Questions & Comments


  1. Sandy Newton

    I am ready to try overshot, but am wondering how to spread my warp on a 10 dent reed for 16 epi. I am weaving Partners in Life. I warp front to back and am left handed so usually start on the left side, although my instructions are for the right. Should I follow the right side directions?
    1. Tegan Frisino

      Overshot is an exciting adventure to get into in the weaving world! For your 10 dent reed, using yarn that is 16 ends per inch- I would sley as follows: 1-2-2-1-2-1-2-2-1-2. This will allow for an even distribution for your warp. Are your directions for the threading of the heddles or is it directions for sleying the reed? When I do any of my threading I start on my left and move to the right, just as if I were reading. I hope this helps! Let me know how your weaving turns out. -Tegan
  2. Catherine

    This is a timely topic. A friend has invited me to join her for a four day course of overshot at The Mannings, making a shawl in three colors of 10/2 perle cotton done in a gamp of five Davidson patterns taught by Tom Knisely who can explain anything. I am not up to speed on overshot yet and need to learn all I can before April 8 when the class starts. Grateful for your post and looking forward to more on the subject. Your diamond pattern is lovely.
  3. heidi deleo

    may I have a suggestion? I would like to make a quilt of 9 ' X 9" squares with overshot using different patterns and colors on a four harness, four treadle loom, I am wondering if I make a long warp, if I could sample on the same warp by getting different effects for each square.
    1. Tegan Frisino

      You absolutely can do this! Overshot is a great structure to explore different treadling options. My suggestion is that you select an overshot draft that you like- and as you are weaving the samples, adjust small sections of the treadling at a time. For instance, if you see a long series of picks on the same block (with tabbies in-between) you could try breaking that large block into smaller ones. Overshot patterns don't necessarily need to be tromp as writ (treadled the same as in the threading). I hope that helps!
  4. Paul Matzek

    In "How to read a weaving draft" the numbers in the treadling draft correspond to the treadle to be pressed. In the overshot draft, the treadling draft has 7s and 12s, etc, though it appears the draft is for a 4 harness, 6 treadle loom. Very confusing. How can the same number appear under four different treadles?
    1. Tegan Frisino

      Weavers, when writing drafts, will often use short hand to conserves space on the paper. Those numbers (7, 12, etc) note how many times that particular pattern pick must be woven. In order to do this, each pattern shot is alternated by a tabby or plain weave shot. It is confusing at first- but once you understand that a tabby is woven after every pattern thread- you can see how the repetition of the same pattern pick can build blocks in the overshot motif. I hope that alleviates some of the confusion.

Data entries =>
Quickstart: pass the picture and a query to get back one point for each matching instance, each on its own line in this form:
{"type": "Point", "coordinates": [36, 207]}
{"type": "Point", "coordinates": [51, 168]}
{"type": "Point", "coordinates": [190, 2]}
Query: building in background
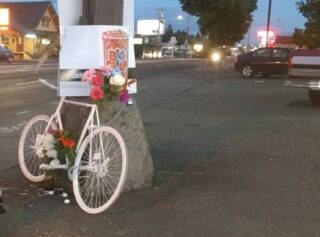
{"type": "Point", "coordinates": [285, 42]}
{"type": "Point", "coordinates": [30, 27]}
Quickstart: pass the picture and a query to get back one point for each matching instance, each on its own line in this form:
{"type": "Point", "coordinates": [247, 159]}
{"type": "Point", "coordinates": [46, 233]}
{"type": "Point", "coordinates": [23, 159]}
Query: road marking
{"type": "Point", "coordinates": [25, 83]}
{"type": "Point", "coordinates": [13, 128]}
{"type": "Point", "coordinates": [23, 112]}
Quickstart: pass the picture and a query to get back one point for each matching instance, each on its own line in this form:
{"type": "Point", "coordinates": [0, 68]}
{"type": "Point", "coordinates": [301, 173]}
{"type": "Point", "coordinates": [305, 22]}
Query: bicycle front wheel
{"type": "Point", "coordinates": [29, 162]}
{"type": "Point", "coordinates": [100, 170]}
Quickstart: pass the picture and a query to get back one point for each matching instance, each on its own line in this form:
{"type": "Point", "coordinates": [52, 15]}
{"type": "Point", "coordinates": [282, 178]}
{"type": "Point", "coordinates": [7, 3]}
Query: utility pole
{"type": "Point", "coordinates": [268, 22]}
{"type": "Point", "coordinates": [160, 11]}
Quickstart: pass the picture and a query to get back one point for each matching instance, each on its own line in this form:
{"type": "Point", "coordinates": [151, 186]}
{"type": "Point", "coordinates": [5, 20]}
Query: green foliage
{"type": "Point", "coordinates": [224, 21]}
{"type": "Point", "coordinates": [310, 9]}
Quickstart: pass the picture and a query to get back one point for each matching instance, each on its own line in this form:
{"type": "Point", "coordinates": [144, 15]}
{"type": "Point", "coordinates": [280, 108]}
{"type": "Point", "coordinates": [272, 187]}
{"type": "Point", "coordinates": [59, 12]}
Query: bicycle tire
{"type": "Point", "coordinates": [28, 160]}
{"type": "Point", "coordinates": [98, 186]}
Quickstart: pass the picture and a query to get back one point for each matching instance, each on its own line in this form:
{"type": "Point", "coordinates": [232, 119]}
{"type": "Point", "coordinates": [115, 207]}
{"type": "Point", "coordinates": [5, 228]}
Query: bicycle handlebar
{"type": "Point", "coordinates": [48, 84]}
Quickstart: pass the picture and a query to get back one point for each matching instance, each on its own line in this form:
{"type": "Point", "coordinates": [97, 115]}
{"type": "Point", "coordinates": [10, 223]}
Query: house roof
{"type": "Point", "coordinates": [25, 16]}
{"type": "Point", "coordinates": [284, 40]}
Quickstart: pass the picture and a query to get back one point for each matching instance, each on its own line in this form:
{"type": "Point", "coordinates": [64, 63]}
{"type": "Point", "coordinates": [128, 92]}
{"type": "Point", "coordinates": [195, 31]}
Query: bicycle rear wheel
{"type": "Point", "coordinates": [100, 170]}
{"type": "Point", "coordinates": [29, 162]}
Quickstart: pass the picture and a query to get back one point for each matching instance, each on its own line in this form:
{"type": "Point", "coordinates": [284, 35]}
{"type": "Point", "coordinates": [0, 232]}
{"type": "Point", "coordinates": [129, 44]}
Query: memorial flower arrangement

What is asked =>
In the overshot weaving comments, translate this sentence into Spanish: "Overshot is a great structure to explore different treadling options."

Solution =>
El overshot es una gran estructura para explorar diferentes opciones de pedaleo.